● Reading passage
* * *

Following mass protests over a law passed last week that denies state-supported surrogacy to homosexual couples and single men, LGBT organizations presented a list of demands for the government at a press conference in Tel Aviv on Wednesday.

The organizations released a list of six demands: preventing crimes and violence against the community; recognition of LGBTQ families; adoption of welfare services to meet the community’s needs; equality in healthcare; education to aid the acceptance of the community; and budgeting for community resources.

Chen Arieli, chairman of Agudat Israel’s LGBT Task Force addressed the gathering at the community center in Gan Meir Park: “Last week has proved that the Israeli public is with us in the struggle for equality. 50,000 strikers who took to the streets from Kiryat Shmona to Beersheba and 100,000 demonstrators at the largest protest rally ever held by the LGBT community stand behind the demands we presented today.

“I say to the government – listen to the public voice and adopt the outline of the community organizations for equality. The struggle will continue until we receive a real commitment to change – not in declarations but in actions.”

The demands include harsher punishment for hate crimes committed against members of the community, amendment of the surrogacy law to include all men and women, adoption rights for LGBT couples, and inclusion of specific medical procedures and treatments in the public health basket.

Eran Globus, chairperson of the Jerusalem Open House for Pride and Tolerance, said: “Whoever thinks that this is the end does not understand what country he lives in. The document of demands and the march of equality to the Jerusalem Gay Pride and Tolerance Parade on August 2 are the next stage of the struggle... We call upon the entire Israeli public to join us in the biggest LGBT protest that has ever been seen here.”

Oded Fried, the LGBTQ community’s representative in the Knesset said that the past week has shown how much Israeli society believes in equality for the community. “Our demands are the will of the nation. The time has come for the politicians to act for us and not for themselves or for the extreme minority that controls them.”

Responding to a question regarding reports that the Prime Minister’s Office had asked leaders of the community to arrange a meeting, Arieli responded that nobody from the government had approached them.

Moved to tears, Arieli spoke of the hard work, personal funds and time that leaders of the LGBT groups put into the cause, “paying a heavy price in their personal lives and carrying the burden of the struggle on their backs alone.”

Questioned over media reports that the Left was behind the recent protests, Arieli said it’s time for Israeli society to discard its binary viewpoint.

“We are not one block or another and we will cooperate with anyone who will help us advance our cause,” she said.

* * *

● Given records
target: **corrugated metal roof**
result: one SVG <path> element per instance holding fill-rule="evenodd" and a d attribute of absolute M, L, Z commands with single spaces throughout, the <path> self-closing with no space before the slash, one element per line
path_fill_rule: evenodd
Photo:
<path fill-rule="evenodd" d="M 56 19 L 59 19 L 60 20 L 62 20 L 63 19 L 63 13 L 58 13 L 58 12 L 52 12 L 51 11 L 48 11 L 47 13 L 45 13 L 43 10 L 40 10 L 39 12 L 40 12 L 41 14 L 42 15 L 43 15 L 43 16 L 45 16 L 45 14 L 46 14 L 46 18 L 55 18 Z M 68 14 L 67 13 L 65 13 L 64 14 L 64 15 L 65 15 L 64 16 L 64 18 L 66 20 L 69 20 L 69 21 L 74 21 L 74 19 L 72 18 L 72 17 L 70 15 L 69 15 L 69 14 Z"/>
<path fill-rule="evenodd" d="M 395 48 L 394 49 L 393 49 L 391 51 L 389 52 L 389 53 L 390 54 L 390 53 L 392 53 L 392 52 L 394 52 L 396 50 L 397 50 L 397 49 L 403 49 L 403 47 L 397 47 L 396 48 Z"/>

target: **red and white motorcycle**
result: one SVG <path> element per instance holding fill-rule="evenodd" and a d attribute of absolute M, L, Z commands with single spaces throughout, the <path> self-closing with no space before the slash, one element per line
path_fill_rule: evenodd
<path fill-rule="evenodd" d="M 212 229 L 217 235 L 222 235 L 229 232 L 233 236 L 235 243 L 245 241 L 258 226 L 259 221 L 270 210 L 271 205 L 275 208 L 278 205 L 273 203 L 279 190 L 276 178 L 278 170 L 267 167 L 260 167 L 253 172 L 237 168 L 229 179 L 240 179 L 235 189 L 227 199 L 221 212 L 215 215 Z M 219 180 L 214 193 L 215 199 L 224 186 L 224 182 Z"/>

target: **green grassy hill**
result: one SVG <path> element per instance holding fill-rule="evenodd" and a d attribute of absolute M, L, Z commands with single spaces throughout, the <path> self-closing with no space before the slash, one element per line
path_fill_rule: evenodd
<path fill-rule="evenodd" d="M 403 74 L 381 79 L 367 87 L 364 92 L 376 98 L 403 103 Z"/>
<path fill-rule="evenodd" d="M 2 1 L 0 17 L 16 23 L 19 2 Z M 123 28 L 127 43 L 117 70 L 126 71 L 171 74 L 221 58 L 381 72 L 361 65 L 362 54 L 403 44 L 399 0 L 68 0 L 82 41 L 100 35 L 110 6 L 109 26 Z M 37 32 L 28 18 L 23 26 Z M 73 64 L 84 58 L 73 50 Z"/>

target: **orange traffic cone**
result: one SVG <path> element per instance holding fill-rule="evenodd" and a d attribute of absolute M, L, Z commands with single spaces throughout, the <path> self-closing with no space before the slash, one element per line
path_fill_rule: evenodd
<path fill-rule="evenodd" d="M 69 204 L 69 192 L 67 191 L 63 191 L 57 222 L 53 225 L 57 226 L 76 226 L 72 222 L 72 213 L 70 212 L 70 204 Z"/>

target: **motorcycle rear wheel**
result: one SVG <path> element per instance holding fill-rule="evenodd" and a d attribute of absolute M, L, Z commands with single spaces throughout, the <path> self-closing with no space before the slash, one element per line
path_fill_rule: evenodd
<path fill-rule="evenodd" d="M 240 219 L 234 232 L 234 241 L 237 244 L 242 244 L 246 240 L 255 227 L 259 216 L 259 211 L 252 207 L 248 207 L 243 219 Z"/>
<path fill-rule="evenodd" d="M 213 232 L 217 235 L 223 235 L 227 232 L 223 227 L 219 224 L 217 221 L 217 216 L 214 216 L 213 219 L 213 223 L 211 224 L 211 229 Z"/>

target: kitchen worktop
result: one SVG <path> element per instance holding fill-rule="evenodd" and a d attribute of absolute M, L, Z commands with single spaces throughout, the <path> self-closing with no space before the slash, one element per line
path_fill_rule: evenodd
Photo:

* * *

● Problems to work on
a: In the article on the LGBT organizations' demands, reproduce word for word the stretch from "Chen Arieli, chairman" through "we presented today.".
b: According to the article on the LGBT organizations' demands, what shows that the Israeli public supports the community, as Chen Arieli claims? Answer in one to three sentences.

● Your responses
a:
Chen Arieli, chairman of Agudat Israel’s LGBT Task Force addressed the gathering at the community center in Gan Meir Park: “Last week has proved that the Israeli public is with us in the struggle for equality. 50,000 strikers who took to the streets from Kiryat Shmona to Beersheba and 100,000 demonstrators at the largest protest rally ever held by the LGBT community stand behind the demands we presented today.

b: Arieli points to the 50,000 strikers who took to the streets from Kiryat Shmona to Beersheba. She also cites the 100,000 demonstrators at the largest protest rally ever held by the LGBT community. She says they stand behind the demands presented that day.